▶ **Written exercise 1**: Reproduce, word for word, the passage about Simon's name and the history of Galilee.

▶ **Document passage**:
--- begin ---

Here the boy was born. His father named him Simon. Snub-nose (for that is what the word means) does not sound a flattering name; but during the Maccabean revolt a High Priest named Simon had become a national hero. In him Religion and Revolt joined hands in the way Galileans admired. So great was his popularity that in New Testament times Palestine swarmed with Simons. We meet Simon the Zealot and Simon the Pharisee, Simon the leper and Simon of Cyrene, Simon Magus and Simon the tanner, Simon the brother of Jesus and Simon the father of Iscariot. But far the best-known is Simon, the hero of this book.

We cannot be sure that he was a pure-blooded Jew. The full name of Galilee was Galilee of the Gentiles. In the eighth century before Christ most of its Israelite inhabitants had been deported to Assyria and replaced by pagans. When the Southern Jews returned from captivity, they colonized Jerusalem and its neighbourhood, but left Galilee alone. When some Jews later tried to settle there, their position grew so precarious that Judas Maccabaeus for their own safety removed them to Judea.

Not till 104 B.C., at the height of the Maccabean power, did Aristobulus conquer Galilee and force its inhabitants to accept circumcision and the Mosaic Law. Galilee in New Testament days was a Gentile district converted to Judaism by the sword. Some Jewish families, like that of Jesus, settled there later; but most of the people were of Gentile descent. Simon's forefathers may have worshipped pagan gods.

But, though Galilee was converted by force, it became fanatically loyal to its new religion. It prided itself on being part of the commonwealth of Israel. Indeed, its nationalism was more militant than that of the South. Galilee gave Rome far more trouble than Judea. Galilean children were carefully trained in the Jewish faith. Long before Simon went to school his education began. When eight days old, circumcision marked his body as belonging to Jehovah.

--- end ---

▶ **Material to process**:

--- begin ---

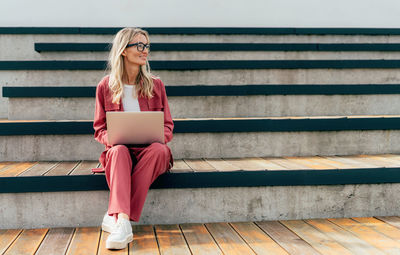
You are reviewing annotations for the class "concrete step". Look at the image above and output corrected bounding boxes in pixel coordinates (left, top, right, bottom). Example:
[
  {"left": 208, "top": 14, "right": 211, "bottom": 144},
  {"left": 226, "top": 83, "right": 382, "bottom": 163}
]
[
  {"left": 0, "top": 28, "right": 400, "bottom": 60},
  {"left": 3, "top": 84, "right": 400, "bottom": 120},
  {"left": 0, "top": 68, "right": 400, "bottom": 118},
  {"left": 0, "top": 155, "right": 400, "bottom": 229},
  {"left": 0, "top": 116, "right": 400, "bottom": 161},
  {"left": 2, "top": 43, "right": 400, "bottom": 60}
]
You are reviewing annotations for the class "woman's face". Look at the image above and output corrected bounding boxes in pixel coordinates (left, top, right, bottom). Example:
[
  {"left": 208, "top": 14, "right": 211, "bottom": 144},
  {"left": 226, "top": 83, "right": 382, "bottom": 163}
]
[{"left": 122, "top": 34, "right": 149, "bottom": 66}]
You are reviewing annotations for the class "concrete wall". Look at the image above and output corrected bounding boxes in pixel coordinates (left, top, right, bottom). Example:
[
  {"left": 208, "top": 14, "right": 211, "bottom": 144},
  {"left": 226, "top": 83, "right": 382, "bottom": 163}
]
[{"left": 0, "top": 0, "right": 400, "bottom": 27}]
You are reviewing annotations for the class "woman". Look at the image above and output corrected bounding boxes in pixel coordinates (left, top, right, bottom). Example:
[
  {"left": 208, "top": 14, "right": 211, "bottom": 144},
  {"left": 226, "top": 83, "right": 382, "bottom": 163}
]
[{"left": 93, "top": 28, "right": 174, "bottom": 249}]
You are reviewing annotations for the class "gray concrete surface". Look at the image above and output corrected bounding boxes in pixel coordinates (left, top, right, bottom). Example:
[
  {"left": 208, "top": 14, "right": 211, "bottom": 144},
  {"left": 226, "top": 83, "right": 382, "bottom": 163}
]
[
  {"left": 5, "top": 34, "right": 400, "bottom": 60},
  {"left": 0, "top": 130, "right": 400, "bottom": 161},
  {"left": 8, "top": 95, "right": 400, "bottom": 120},
  {"left": 0, "top": 69, "right": 400, "bottom": 118},
  {"left": 0, "top": 183, "right": 400, "bottom": 229},
  {"left": 6, "top": 49, "right": 400, "bottom": 61},
  {"left": 0, "top": 69, "right": 400, "bottom": 86}
]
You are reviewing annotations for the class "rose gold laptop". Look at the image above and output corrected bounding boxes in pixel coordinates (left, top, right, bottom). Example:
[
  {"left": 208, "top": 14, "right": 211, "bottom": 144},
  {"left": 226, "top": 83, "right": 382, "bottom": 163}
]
[{"left": 106, "top": 112, "right": 164, "bottom": 145}]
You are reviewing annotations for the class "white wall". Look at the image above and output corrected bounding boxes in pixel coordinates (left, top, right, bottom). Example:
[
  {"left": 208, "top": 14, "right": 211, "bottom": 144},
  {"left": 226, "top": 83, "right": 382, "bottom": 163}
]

--- end ---

▶ **Written exercise 2**: Locate each line in the records above that contains the string "woman" and copy those lines out.

▶ **Correct result 1**:
Here the boy was born. His father named him Simon. Snub-nose (for that is what the word means) does not sound a flattering name; but during the Maccabean revolt a High Priest named Simon had become a national hero. In him Religion and Revolt joined hands in the way Galileans admired. So great was his popularity that in New Testament times Palestine swarmed with Simons. We meet Simon the Zealot and Simon the Pharisee, Simon the leper and Simon of Cyrene, Simon Magus and Simon the tanner, Simon the brother of Jesus and Simon the father of Iscariot. But far the best-known is Simon, the hero of this book.

We cannot be sure that he was a pure-blooded Jew. The full name of Galilee was Galilee of the Gentiles. In the eighth century before Christ most of its Israelite inhabitants had been deported to Assyria and replaced by pagans. When the Southern Jews returned from captivity, they colonized Jerusalem and its neighbourhood, but left Galilee alone. When some Jews later tried to settle there, their position grew so precarious that Judas Maccabaeus for their own safety removed them to Judea.

Not till 104 B.C., at the height of the Maccabean power, did Aristobulus conquer Galilee and force its inhabitants to accept circumcision and the Mosaic Law. Galilee in New Testament days was a Gentile district converted to Judaism by the sword. Some Jewish families, like that of Jesus, settled there later; but most of the people were of Gentile descent. Simon's forefathers may have worshipped pagan gods.

But, though Galilee was converted by force, it became fanatically loyal to its new religion. It prided itself on being part of the commonwealth of Israel. Indeed, its nationalism was more militant than that of the South. Galilee gave Rome far more trouble than Judea. Galilean children were carefully trained in the Jewish faith. Long before Simon went to school his education began. When eight days old, circumcision marked his body as belonging to Jehovah.

▶ **Correct result 2**:
You are reviewing annotations for the class "woman's face". Look at the image above and output corrected bounding boxes in pixel coordinates (left, top, right, bottom). Example:
You are reviewing annotations for the class "woman". Look at the image above and output corrected bounding boxes in pixel coordinates (left, top, right, bottom). Example:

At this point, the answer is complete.